▸ **TEXTO DE ORIGEM**

—————

|
Texto Anterior | Próximo Texto | Índice
CARLOS HEITOR CONY
Os neobonzos
RIO DE JANEIRO - A mania pode pegar: pessoas desesperadas por causa
do desemprego, da falta de perspectiva no mercado de trabalho, repetem
aquele ritual que andou em moda ao
tempo da Guerra do Vietnã, quando
alguns bonzos, com as vestes cor de
laranja, colocavam-se em lugares públicos, derramavam gasolina no corpo e tacavam fogo.
Era impressionante ver as fotos dos
bonzos, no velho Cineac, um cineminha que passava jornais cinematográficos feitos lá fora. Viam-se as
mãos postas, a pose flor de lótus, que
permanecia intacta até que os corpos
fossem transformados em cinzas.
Não pareciam desesperados. Incendiavam-se em sinal de protesto contra isso ou aquilo -a guerra comia
solta, numa escalada que criou milhares de fotos piores do que a do sacrifício expiatório dos bonzos.
Desesperadas eram as noivas abandonadas, as mulheres traídas pelos
maridos que, no estilo do noticiário
policial da época, "ateavam fogo às
vestes". Não faz muito, um cidadão
menos radical ameaçou jogar-se do
plenário do Senado, foi contido pelos
seguranças e passou o pires entre os
pais da pátria, levando para casa alguns trocados, coisa de duzentos e
poucos reais, doados pelos senadores
de bom coração.

—————

Você pode dar continuidade à crônica sobre os neobonzos a partir da última frase apresentada? O material que vem em seguida não tem relação com a crônica sobre os neobonzos.

—————

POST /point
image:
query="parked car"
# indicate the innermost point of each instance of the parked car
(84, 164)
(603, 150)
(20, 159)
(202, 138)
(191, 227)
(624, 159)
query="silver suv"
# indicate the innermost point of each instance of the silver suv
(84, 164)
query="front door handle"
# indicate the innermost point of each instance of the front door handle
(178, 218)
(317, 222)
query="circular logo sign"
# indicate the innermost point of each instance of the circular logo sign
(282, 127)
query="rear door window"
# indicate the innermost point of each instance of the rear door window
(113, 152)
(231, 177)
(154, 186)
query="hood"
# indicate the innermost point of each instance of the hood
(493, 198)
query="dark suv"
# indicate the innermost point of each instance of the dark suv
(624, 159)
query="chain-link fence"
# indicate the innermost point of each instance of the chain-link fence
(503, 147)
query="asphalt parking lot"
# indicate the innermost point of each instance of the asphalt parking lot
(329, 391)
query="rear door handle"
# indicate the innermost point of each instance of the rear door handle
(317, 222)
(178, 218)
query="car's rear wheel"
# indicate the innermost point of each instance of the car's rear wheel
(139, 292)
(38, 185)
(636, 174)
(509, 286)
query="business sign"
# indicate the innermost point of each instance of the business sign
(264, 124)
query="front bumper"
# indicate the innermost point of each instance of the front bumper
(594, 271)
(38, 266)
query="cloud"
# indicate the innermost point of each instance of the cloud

—————

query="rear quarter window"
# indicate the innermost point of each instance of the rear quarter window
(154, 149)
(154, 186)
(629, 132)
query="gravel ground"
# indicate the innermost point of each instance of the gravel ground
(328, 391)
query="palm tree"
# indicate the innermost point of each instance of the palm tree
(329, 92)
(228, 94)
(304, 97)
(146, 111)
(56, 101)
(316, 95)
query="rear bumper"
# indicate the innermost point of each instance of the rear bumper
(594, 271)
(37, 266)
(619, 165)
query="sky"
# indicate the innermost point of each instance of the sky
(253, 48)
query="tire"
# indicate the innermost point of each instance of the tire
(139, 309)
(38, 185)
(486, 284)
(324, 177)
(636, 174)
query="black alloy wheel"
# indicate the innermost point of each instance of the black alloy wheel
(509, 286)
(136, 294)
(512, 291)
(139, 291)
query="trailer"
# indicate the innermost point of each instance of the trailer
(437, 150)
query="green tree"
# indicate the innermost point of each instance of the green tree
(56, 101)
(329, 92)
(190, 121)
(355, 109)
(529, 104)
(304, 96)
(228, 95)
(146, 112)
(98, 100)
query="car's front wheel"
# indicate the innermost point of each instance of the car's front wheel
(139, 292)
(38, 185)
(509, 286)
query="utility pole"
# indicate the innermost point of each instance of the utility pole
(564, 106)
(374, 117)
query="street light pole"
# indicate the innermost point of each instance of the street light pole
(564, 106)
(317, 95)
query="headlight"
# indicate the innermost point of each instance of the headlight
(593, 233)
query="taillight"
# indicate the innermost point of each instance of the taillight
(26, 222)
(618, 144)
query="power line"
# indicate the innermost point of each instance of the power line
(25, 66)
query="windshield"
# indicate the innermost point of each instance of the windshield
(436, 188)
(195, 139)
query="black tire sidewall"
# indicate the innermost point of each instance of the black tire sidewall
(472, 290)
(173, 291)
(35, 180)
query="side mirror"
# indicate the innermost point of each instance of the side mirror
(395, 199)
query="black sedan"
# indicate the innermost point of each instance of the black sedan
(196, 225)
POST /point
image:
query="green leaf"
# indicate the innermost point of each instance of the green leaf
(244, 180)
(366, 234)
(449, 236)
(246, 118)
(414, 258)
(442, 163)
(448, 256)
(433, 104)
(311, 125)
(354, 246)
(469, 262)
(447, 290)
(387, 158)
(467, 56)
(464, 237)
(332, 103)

—————

▸ **RESULTADO**
Enquanto o espetáculo do crescimento não chega, apesar de repetidamente prometido pelo presidente da
República, ficamos condenados a
consumir espetáculos menores como
aperitivo para as maravilhas que nos
esperam.
A alternativa para o sacrifício pessoal tornou-se mais sedutora: é o sacrifício coletivo a que estamos condenados pela onda da violência que
continua crescendo e dando mostras
de que não pode ser controlada pelos
setores responsáveis da sociedade.
Tudo vai depender da escala: o fosso de água em torno do Planalto pode apagar as chamas e salvar a vida
dos recalcitrantes. Mas da fossa geral
ninguém está salvo.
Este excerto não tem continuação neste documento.